[Point labeling dataset excerpts]
-- START --

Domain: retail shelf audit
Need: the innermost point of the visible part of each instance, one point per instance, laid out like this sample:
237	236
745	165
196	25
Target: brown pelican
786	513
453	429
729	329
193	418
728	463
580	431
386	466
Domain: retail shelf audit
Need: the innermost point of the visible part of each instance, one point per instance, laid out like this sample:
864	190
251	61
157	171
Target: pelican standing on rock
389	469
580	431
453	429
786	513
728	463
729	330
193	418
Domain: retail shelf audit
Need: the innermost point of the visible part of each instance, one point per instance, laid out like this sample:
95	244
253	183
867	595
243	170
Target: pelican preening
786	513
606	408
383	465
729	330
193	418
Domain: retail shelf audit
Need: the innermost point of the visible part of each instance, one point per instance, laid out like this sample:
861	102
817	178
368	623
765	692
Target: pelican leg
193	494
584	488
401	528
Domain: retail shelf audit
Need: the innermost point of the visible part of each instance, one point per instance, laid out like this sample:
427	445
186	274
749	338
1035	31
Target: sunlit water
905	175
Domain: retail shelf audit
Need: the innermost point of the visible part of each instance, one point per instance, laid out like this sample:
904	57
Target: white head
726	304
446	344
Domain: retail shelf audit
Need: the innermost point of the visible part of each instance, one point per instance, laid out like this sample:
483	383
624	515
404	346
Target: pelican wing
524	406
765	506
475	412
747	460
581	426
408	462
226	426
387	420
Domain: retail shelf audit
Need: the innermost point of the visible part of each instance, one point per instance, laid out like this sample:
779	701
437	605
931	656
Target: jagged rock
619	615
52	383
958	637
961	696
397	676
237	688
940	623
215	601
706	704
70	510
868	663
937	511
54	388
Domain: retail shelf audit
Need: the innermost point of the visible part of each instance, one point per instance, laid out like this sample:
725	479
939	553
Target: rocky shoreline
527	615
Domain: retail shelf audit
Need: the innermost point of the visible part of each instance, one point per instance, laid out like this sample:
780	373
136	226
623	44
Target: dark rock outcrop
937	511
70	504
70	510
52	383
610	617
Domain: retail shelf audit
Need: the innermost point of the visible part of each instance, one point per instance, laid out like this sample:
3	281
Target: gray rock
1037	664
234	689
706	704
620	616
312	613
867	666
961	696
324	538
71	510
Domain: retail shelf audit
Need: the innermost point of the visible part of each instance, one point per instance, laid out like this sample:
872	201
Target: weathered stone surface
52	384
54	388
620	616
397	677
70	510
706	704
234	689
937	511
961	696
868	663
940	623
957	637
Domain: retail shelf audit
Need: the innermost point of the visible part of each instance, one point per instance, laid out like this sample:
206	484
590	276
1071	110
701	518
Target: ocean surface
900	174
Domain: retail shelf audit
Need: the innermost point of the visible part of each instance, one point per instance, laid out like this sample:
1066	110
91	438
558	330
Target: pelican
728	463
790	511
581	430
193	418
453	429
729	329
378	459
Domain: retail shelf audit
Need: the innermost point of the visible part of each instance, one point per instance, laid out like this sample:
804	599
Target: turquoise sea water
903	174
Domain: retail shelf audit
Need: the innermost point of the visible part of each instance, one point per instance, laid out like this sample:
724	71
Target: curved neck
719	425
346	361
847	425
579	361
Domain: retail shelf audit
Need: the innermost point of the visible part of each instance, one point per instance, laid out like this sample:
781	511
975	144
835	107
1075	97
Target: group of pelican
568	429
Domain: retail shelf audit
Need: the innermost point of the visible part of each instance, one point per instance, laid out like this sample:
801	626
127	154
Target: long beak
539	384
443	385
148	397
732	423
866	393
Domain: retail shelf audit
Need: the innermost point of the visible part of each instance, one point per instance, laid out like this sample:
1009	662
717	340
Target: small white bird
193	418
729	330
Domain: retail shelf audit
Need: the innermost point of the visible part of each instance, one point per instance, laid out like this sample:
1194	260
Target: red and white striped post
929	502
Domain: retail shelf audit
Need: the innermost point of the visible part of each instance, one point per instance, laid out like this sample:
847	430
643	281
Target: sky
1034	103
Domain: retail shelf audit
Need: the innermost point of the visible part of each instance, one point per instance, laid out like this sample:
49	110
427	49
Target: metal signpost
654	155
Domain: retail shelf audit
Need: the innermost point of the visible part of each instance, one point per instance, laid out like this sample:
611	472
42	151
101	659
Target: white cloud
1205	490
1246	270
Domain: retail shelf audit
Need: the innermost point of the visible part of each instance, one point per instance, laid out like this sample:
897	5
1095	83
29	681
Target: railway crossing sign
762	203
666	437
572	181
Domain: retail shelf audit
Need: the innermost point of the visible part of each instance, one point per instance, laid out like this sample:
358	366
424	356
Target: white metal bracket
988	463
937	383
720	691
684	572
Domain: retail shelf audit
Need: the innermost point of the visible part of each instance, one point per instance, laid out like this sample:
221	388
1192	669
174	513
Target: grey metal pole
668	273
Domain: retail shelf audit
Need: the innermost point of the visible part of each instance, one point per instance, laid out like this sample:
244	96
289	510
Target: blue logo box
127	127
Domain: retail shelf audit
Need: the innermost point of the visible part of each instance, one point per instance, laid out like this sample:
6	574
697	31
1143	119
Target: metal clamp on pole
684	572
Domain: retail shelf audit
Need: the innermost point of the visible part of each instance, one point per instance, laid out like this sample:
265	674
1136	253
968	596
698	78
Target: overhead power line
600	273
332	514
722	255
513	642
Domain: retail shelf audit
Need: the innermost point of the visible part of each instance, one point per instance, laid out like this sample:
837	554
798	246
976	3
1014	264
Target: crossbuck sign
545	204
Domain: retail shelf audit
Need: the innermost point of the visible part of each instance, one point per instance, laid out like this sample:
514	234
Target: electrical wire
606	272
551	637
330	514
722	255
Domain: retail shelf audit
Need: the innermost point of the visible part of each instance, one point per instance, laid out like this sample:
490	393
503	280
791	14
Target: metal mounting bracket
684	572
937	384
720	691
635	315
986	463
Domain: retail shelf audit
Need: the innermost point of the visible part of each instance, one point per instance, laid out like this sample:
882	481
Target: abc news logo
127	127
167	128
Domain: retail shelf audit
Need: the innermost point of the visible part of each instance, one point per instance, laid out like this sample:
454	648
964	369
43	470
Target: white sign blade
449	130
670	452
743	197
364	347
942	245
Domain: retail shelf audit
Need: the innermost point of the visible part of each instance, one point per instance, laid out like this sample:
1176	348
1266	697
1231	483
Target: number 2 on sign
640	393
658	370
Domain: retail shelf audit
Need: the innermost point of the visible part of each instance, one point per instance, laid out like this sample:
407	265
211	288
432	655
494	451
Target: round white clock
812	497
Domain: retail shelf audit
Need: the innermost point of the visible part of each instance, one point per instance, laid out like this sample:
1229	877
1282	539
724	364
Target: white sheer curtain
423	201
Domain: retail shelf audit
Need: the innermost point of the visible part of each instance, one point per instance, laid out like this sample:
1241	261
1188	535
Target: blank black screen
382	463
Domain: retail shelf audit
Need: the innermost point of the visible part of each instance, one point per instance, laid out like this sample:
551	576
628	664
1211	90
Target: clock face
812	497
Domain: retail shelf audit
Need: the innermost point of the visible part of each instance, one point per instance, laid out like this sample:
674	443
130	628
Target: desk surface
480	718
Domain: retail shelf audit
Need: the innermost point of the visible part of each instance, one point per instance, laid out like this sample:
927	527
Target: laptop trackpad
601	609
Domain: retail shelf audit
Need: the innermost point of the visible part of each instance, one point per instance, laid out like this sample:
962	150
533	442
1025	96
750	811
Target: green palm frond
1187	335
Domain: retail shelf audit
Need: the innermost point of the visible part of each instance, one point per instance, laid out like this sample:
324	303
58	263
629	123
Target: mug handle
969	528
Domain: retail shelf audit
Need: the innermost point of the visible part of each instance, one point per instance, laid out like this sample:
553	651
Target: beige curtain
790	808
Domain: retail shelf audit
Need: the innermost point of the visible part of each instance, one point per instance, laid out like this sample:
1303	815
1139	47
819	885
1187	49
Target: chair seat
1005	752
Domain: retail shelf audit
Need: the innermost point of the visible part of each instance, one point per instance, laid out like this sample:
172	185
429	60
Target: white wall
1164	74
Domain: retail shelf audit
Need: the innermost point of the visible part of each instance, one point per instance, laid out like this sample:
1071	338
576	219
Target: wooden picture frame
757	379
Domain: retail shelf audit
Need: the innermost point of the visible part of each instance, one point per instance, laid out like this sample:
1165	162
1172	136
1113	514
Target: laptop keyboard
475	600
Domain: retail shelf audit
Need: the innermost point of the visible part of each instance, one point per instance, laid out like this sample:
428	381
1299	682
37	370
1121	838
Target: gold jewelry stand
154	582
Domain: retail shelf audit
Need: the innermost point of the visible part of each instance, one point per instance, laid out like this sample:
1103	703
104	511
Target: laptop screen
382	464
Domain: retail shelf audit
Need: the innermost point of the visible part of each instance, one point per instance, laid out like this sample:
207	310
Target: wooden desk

-- END --

(INSTRUCTION): Identify every line in the items above that contains the string "screen", and copy each one.

(EXERCISE ANSWER):
Target: blank black screen
Target: laptop screen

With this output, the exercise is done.